# Given request
Copy out every line of the items below word for word, but leave out the pictures.
+ + + + + + +
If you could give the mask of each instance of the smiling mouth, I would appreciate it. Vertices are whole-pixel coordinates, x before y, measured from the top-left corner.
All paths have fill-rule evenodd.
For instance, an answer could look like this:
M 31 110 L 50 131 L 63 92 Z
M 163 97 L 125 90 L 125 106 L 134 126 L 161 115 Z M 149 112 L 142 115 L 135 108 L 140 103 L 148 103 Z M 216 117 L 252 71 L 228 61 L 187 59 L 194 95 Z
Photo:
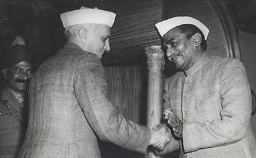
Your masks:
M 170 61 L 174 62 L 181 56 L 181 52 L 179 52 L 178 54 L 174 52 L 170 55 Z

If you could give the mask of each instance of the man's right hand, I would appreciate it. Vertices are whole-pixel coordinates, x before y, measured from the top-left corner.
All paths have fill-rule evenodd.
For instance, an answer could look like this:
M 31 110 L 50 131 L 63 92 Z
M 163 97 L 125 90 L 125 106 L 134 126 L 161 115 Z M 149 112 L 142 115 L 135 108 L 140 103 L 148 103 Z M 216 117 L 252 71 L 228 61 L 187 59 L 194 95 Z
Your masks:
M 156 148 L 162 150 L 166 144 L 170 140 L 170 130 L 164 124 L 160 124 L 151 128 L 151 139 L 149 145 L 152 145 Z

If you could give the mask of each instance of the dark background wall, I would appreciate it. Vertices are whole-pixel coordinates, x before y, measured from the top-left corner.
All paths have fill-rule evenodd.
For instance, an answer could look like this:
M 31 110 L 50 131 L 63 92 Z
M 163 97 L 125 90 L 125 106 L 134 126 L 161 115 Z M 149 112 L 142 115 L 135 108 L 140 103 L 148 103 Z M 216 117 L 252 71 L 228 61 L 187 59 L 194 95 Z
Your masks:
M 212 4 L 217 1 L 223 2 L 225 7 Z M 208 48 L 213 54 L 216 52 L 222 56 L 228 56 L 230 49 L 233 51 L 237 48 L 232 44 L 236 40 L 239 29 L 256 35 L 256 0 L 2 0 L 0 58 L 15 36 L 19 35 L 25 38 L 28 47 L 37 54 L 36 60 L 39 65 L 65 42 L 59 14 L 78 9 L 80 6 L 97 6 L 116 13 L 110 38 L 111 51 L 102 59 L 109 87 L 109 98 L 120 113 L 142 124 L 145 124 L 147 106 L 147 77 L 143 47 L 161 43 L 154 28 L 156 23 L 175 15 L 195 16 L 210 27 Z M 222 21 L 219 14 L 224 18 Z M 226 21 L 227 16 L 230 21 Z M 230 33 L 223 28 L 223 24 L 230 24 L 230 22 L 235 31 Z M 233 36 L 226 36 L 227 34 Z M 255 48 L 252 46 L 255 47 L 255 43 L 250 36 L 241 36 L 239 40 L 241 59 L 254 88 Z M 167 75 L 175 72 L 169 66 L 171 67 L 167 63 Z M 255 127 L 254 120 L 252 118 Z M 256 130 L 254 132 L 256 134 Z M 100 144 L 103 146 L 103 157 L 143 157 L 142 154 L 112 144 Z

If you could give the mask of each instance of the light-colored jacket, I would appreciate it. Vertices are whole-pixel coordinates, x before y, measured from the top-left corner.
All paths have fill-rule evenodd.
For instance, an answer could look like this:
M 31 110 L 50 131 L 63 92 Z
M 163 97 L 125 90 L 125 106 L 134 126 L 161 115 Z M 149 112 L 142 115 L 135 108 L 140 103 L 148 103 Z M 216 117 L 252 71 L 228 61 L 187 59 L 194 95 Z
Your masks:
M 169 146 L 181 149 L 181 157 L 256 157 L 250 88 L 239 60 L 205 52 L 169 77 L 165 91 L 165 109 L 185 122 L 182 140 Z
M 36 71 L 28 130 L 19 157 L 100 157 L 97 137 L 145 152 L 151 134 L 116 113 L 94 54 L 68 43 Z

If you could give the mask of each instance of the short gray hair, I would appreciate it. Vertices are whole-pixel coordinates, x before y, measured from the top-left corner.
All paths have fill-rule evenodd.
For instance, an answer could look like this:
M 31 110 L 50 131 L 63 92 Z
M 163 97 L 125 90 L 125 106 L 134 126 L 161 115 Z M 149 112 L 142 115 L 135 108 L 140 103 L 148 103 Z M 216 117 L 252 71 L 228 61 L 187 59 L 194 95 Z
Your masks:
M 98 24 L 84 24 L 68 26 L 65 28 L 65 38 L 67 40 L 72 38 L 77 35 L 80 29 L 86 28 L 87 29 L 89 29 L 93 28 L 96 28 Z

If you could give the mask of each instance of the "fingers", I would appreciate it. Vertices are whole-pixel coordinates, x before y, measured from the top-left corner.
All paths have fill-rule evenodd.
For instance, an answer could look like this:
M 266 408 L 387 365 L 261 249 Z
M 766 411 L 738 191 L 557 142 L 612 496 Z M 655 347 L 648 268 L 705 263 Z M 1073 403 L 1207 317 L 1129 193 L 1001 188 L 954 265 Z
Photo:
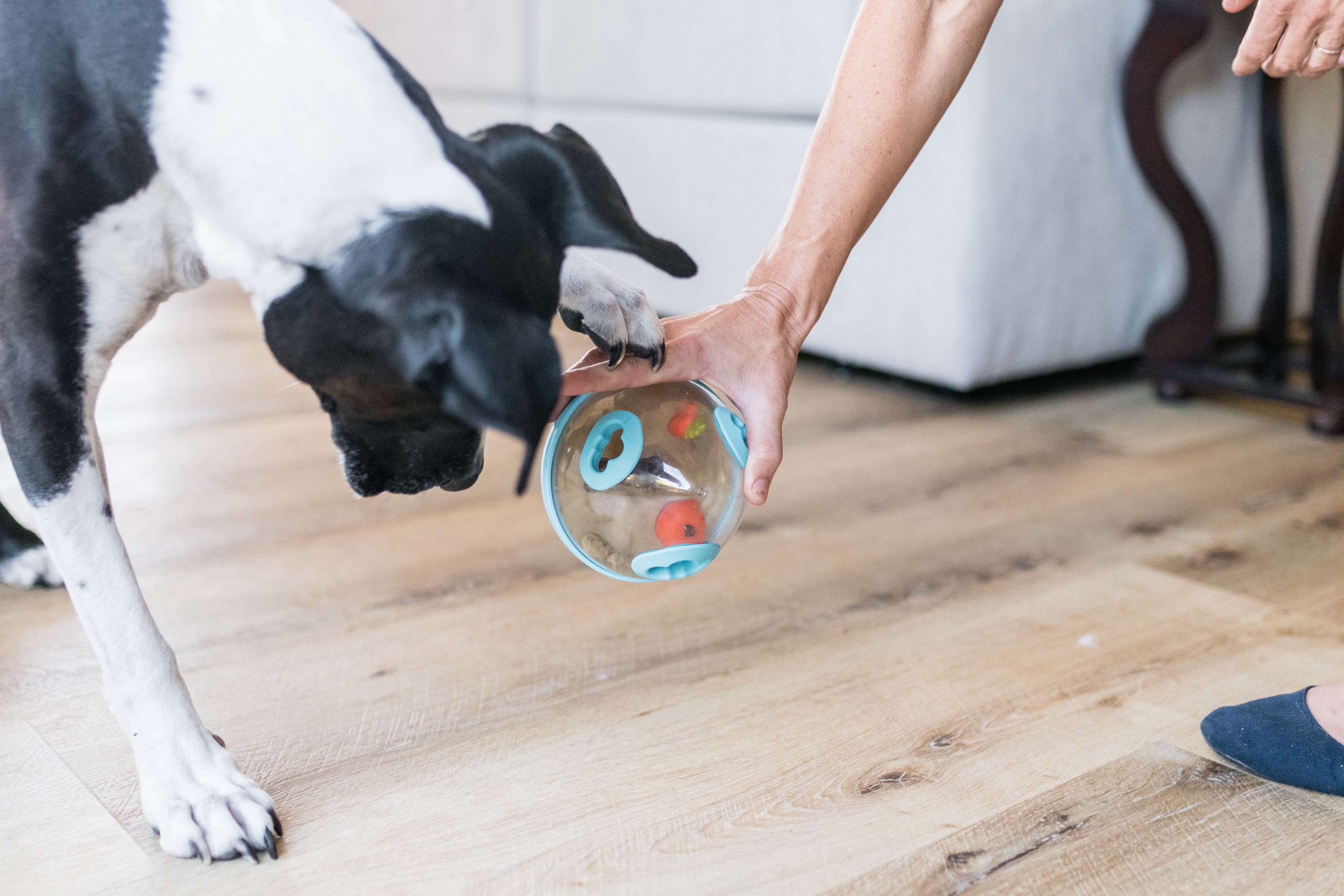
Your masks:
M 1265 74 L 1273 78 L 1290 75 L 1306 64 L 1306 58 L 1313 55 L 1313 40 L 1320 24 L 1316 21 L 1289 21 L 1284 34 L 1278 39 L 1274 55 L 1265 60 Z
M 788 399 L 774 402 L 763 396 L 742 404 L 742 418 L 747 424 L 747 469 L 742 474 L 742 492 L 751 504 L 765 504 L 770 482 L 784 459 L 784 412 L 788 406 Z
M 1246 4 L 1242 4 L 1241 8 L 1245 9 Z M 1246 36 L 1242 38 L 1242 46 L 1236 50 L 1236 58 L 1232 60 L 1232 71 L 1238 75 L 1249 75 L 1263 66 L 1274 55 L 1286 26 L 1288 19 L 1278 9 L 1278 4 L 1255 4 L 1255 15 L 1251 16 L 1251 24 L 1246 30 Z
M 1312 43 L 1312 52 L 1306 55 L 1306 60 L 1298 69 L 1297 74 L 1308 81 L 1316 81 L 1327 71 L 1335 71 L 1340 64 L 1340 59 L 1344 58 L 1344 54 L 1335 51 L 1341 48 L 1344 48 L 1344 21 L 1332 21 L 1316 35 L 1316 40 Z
+ + + + + + +
# Exercise result
If you could give the mask of each instance of the smiling mouth, I would appreciate it. Vertices are whole-pixel coordinates, x before y, measured from the top-left corner.
All paths have fill-rule evenodd.
For instance, an answer could look like this:
M 31 110 L 50 131 L 63 92 Z
M 163 97 L 125 90 L 125 106 L 134 126 L 161 115 Z M 149 112 L 142 115 L 135 108 L 140 103 L 148 103 Z M 216 117 L 252 71 L 228 61 L 187 59 L 194 95 Z
Photo:
Your masks:
M 170 61 L 174 62 L 181 56 L 181 52 L 179 52 L 178 54 L 174 52 L 170 55 Z

If you could give the mask of each instance of the man's right hand, I would appreciate it. Vertices are whole-pixel coordinates, x before y, measured from the top-left corner.
All paths have fill-rule evenodd.
For instance, an answer could look like this:
M 31 110 L 50 131 L 63 92 Z
M 163 97 L 125 90 L 125 106 L 134 126 L 161 115 Z M 149 112 L 142 115 L 135 108 L 140 103 L 148 103 Z M 216 117 L 252 71 L 228 61 L 187 59 L 194 95 Z
Your masks:
M 156 148 L 162 150 L 166 144 L 170 140 L 170 130 L 164 124 L 160 124 L 151 128 L 151 139 L 149 145 L 152 145 Z

If you could give the mask of each instance of the dark background wall, I would appreciate it. Vertices are whole-pixel coordinates, x before y, measured from the top-left corner.
All paths have fill-rule evenodd.
For instance, an answer could look like this:
M 31 110 L 50 131 L 63 92 Z
M 163 97 L 125 90 L 125 106 L 134 126 L 161 115 Z M 149 112 L 142 115 L 135 108 L 140 103 L 148 103 Z M 216 117 L 252 71 L 228 61 L 187 59 L 194 95 Z
Your masks:
M 212 4 L 217 1 L 223 2 L 225 7 Z M 208 48 L 213 54 L 216 52 L 222 56 L 228 56 L 230 49 L 233 51 L 237 48 L 232 44 L 236 40 L 239 29 L 256 35 L 256 0 L 2 0 L 0 58 L 15 36 L 19 35 L 25 38 L 28 47 L 37 54 L 36 60 L 39 65 L 65 42 L 59 14 L 78 9 L 80 6 L 97 6 L 116 13 L 110 38 L 111 51 L 102 59 L 109 87 L 109 98 L 120 113 L 142 124 L 145 124 L 147 106 L 147 77 L 143 47 L 161 43 L 154 28 L 156 23 L 175 15 L 195 16 L 210 27 Z M 222 21 L 219 14 L 224 18 Z M 226 21 L 227 16 L 230 21 Z M 230 33 L 223 28 L 223 24 L 230 24 L 230 22 L 235 31 Z M 233 36 L 226 36 L 227 34 Z M 255 48 L 252 46 L 255 47 L 255 43 L 250 36 L 241 36 L 239 40 L 241 59 L 254 88 Z M 167 75 L 175 72 L 169 66 L 171 67 L 167 63 Z M 255 127 L 254 120 L 252 118 Z M 256 130 L 254 132 L 256 134 Z M 100 144 L 103 146 L 103 157 L 143 157 L 142 154 L 112 144 Z

If you could give the mask of each instance of the light-colored jacket, I would appreciate it. Vertices are whole-pixel coordinates, x before y, measured from the top-left corner.
All paths have fill-rule evenodd.
For instance, an answer could look like this:
M 31 110 L 50 131 L 63 92 Z
M 163 97 L 125 90 L 125 106 L 134 126 L 161 115 Z M 149 112 L 142 115 L 135 108 L 140 103 L 148 103 Z M 216 117 L 252 71 L 228 61 L 187 59 L 194 95 Z
Your masks:
M 169 146 L 181 149 L 181 157 L 256 157 L 250 88 L 239 60 L 205 52 L 169 77 L 165 91 L 165 109 L 185 122 L 182 140 Z
M 36 71 L 28 130 L 19 157 L 100 157 L 97 137 L 145 152 L 151 134 L 116 113 L 94 54 L 68 43 Z

If you could give the mask of each instance of the short gray hair, I would appreciate it. Vertices are whole-pixel coordinates, x before y, measured from the top-left corner.
All paths have fill-rule evenodd.
For instance, an answer could look like this:
M 31 110 L 50 131 L 63 92 Z
M 163 97 L 125 90 L 125 106 L 134 126 L 161 115 Z M 149 112 L 142 115 L 135 108 L 140 103 L 148 103 Z M 216 117 L 252 71 L 228 61 L 187 59 L 194 95 Z
Your masks:
M 98 24 L 84 24 L 68 26 L 65 28 L 65 38 L 67 40 L 72 38 L 77 35 L 80 29 L 86 28 L 87 29 L 89 29 L 93 28 L 96 28 Z

If you could give the mask of each instance of the "fingers", I would appreciate it. Vertices are whole-pixel coordinates, x before y, measured from the top-left corner.
All paths have fill-rule evenodd.
For instance, an answer could look like this:
M 266 408 L 387 365 L 261 249 Z
M 766 411 L 738 191 L 557 142 L 612 496 Z M 655 347 L 648 268 L 705 263 Z M 1073 403 L 1207 317 L 1129 193 L 1001 188 L 954 265 Z
Photo:
Your masks:
M 1265 74 L 1273 78 L 1290 75 L 1306 64 L 1306 58 L 1313 55 L 1313 40 L 1320 24 L 1316 21 L 1289 21 L 1284 34 L 1278 39 L 1274 55 L 1265 60 Z
M 788 399 L 774 402 L 763 396 L 742 404 L 742 418 L 747 424 L 747 469 L 742 474 L 742 492 L 751 504 L 765 504 L 770 482 L 784 459 L 784 412 L 788 406 Z
M 1246 4 L 1242 4 L 1241 8 L 1245 9 Z M 1246 36 L 1242 38 L 1242 46 L 1236 50 L 1236 58 L 1232 60 L 1232 71 L 1238 75 L 1249 75 L 1263 66 L 1274 55 L 1286 26 L 1288 19 L 1278 9 L 1278 4 L 1255 4 L 1255 15 L 1251 16 L 1251 24 L 1246 30 Z
M 1312 43 L 1312 52 L 1306 55 L 1306 60 L 1298 69 L 1297 74 L 1308 81 L 1316 81 L 1327 71 L 1335 71 L 1340 64 L 1340 59 L 1344 58 L 1344 54 L 1335 51 L 1341 48 L 1344 48 L 1344 21 L 1332 21 L 1316 35 L 1316 40 Z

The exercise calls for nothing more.